** Artikel **
────────────────

Was ist der Solidaritätszuschlag?
Wer Soli zahlen muss, wie das funktioniert und wann der Zuschlag abgeschafft wird – wir haben die Antworten auf die wichtigsten Fragen.

Seit 1991 bekommen Arbeitnehmer/innen in Deutschland Monat für Monat den Solidaritätszuschlag als Zusatzabgabe automatisch vom Gehalt abgezogen. Im Jahr 2020 waren das immerhin 5,5 Prozent der Lohnsteuer. Das hatte allerdings 30 Jahre später ein Ende: Von 2021 an fiel der Soli für rund 90 Prozent der Steuerzahler/innen weg.
Wer muss den Solidaritätszuschlag zahlen?
Grundsätzlich jede/r, der bzw. die in Deutschland arbeitet und Geld verdient. Aber wie immer im Steuerrecht gibt und gab es zahlreiche Ausnahmen. So zahlten zum Beispiel bis 2020 Geringverdiener/innen keinen oder nur einen reduzierten Solidaritätszuschlag.
Ab 2021 wurde die jährliche Freigrenze, bis zu der kein Soli anfällt, deutlich erhöht. Den Solidaritätszuschlag zahlen aktuell nur noch Gutverdiener/innen ab einer Einkommensteuer von 17.534 Euro im Jahr. Für Verheiratete steigt der Grenzbetrag auf 35.086 Euro im Jahr 2023.

────────────────

** Bereitgestellte Daten **

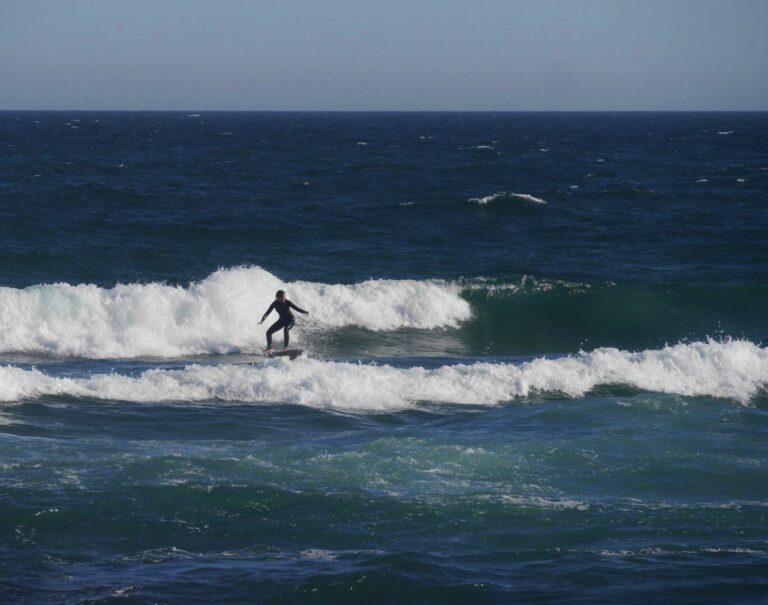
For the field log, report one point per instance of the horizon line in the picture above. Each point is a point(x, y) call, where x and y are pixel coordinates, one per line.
point(16, 110)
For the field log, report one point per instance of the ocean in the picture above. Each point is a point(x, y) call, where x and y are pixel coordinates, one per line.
point(535, 363)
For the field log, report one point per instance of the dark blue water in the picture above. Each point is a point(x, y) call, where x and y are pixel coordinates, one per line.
point(534, 371)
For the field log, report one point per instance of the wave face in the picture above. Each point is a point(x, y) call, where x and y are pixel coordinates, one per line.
point(474, 317)
point(217, 315)
point(734, 370)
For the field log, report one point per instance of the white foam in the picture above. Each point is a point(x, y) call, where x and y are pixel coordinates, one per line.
point(217, 315)
point(505, 195)
point(734, 370)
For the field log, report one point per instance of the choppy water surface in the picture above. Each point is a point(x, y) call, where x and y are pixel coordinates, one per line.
point(535, 365)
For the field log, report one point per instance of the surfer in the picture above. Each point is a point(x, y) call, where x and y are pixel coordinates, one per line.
point(283, 307)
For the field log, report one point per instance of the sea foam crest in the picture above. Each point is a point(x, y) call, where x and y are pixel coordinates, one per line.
point(216, 315)
point(527, 197)
point(734, 370)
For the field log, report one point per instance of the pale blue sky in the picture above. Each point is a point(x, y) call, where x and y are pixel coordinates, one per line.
point(384, 55)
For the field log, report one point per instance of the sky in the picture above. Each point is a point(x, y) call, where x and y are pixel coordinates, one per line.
point(412, 55)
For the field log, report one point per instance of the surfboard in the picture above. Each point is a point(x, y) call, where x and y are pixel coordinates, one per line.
point(290, 353)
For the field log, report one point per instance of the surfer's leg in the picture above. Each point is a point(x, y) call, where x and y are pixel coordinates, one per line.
point(272, 329)
point(286, 335)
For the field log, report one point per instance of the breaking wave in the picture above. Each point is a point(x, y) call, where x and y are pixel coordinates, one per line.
point(216, 315)
point(501, 195)
point(734, 370)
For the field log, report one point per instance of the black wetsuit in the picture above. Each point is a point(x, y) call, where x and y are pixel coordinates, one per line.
point(286, 320)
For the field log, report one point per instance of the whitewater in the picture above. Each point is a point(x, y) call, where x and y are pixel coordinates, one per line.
point(219, 314)
point(734, 370)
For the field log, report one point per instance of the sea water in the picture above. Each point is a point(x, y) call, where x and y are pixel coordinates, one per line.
point(534, 366)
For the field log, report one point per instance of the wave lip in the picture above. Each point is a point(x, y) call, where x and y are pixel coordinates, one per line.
point(216, 315)
point(734, 370)
point(501, 195)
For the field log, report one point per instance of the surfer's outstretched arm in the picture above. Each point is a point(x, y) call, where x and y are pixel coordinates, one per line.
point(272, 306)
point(290, 304)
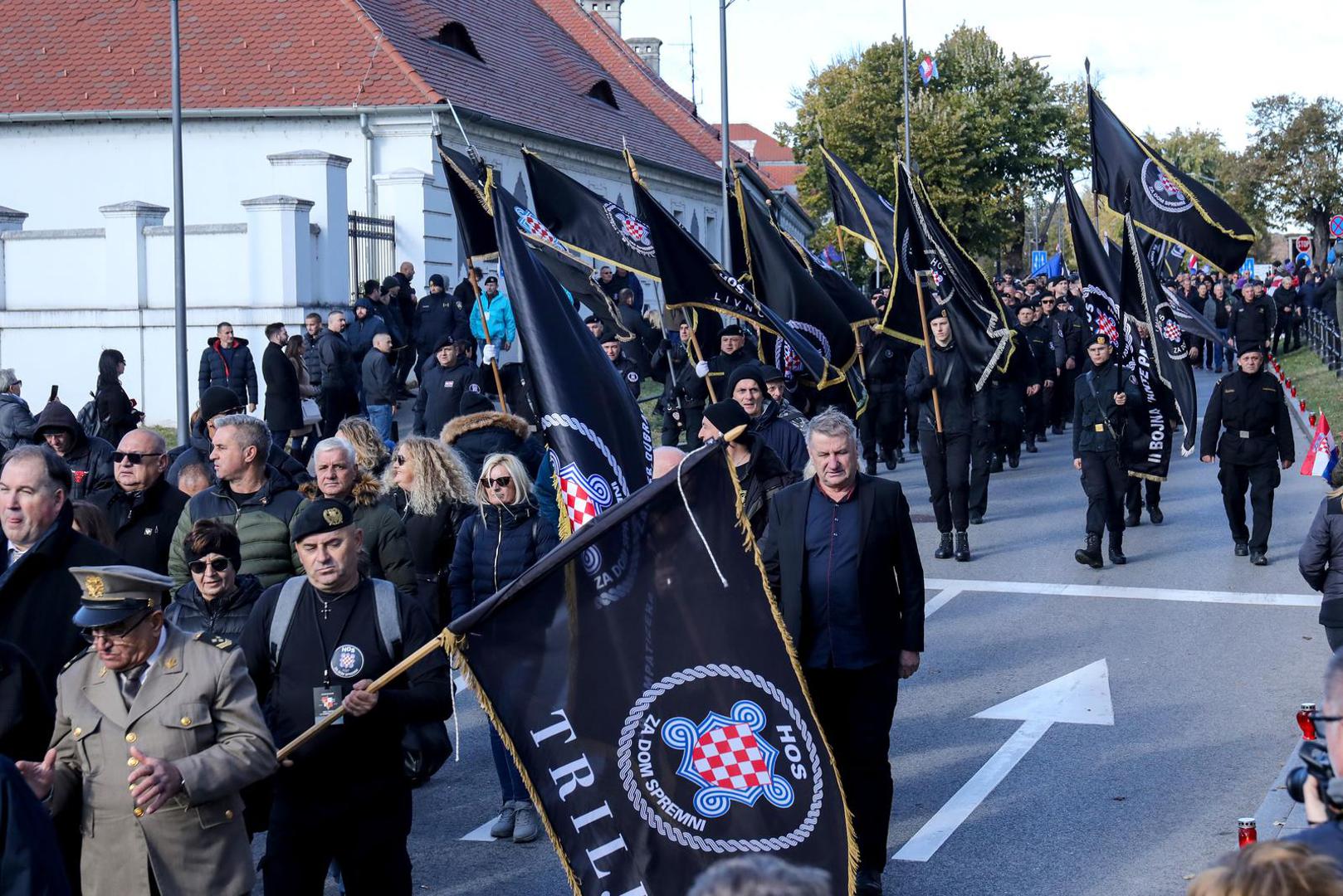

────────────────

** Deine Aufgaben **
a) Seit welchem Jahr wird laut dem Artikel zum Solidaritätszuschlag der Soli vom Gehalt abgezogen?
b) Schreib aus dem Artikel zum Solidaritätszuschlag den Teil ab, der mit den Worten „Was ist der“ anfängt und mit „die wichtigsten Fragen.“ aufhört.
c) Führ den Artikel über den Solidaritätszuschlag an der Stelle fort, an der er aufhört.

** Antworten je Aufgabe **
a) Seit 1991.

b)
Was ist der Solidaritätszuschlag?
Wer Soli zahlen muss, wie das funktioniert und wann der Zuschlag abgeschafft wird – wir haben die Antworten auf die wichtigsten Fragen.

c)
Das heißt: Nur noch wenige Prozent der Steuerzahler/innn müssen den Soli seit 2021 in voller Höhe zahlen. Das ist dann der Fall, wenn das zu versteuernde Einkommen 2022 über 96.800 Euro (Alleinstehende) beziehungsweise 193.600 Euro (Verheiratete) lag, so die Berechnung des Bundesfinanzministeriums (BMF).
Übrigens:
Der Soli entfällt nicht für Kapitalerträge oberhalb des Sparerpauschbetrags von 801 Euro (ab 2023: 1.000 Euro). Und auch wenn der Arbeitgeber bzw. die Arbeitgeberin eine pauschale Lohnsteuer (zum Beispiel 15 oder 25 Prozent) abführt, fallen darauf weiterhin 5,5 Prozent Solidaritätszuschlag an.
Wie wird der Soli berechnet?
Der Solidaritätszuschlag beträgt 5,5 Prozent der Lohnsteuer. Nehmen wir einmal an, Gutverdiener Jonas bekommt 10.000 Euro brutto im Monat. Als Single in Steuerklasse I (1) zahlt Jonas monatlich 2.861,83 Euro Lohnsteuer. Um die Höhe des Solidaritätszuschlags zu berechnen, geht Jonas wie folgt vor:
5,5 % von 2.861,83Euro = 157,40 Euro
Spitzenverdiener Jonas bekommt also ganz automatisch monatlich rund 157,40 Euro Soli von seinem Gehalt abgezogen.
Wer muss keinen Solidaritätszuschlag zahlen?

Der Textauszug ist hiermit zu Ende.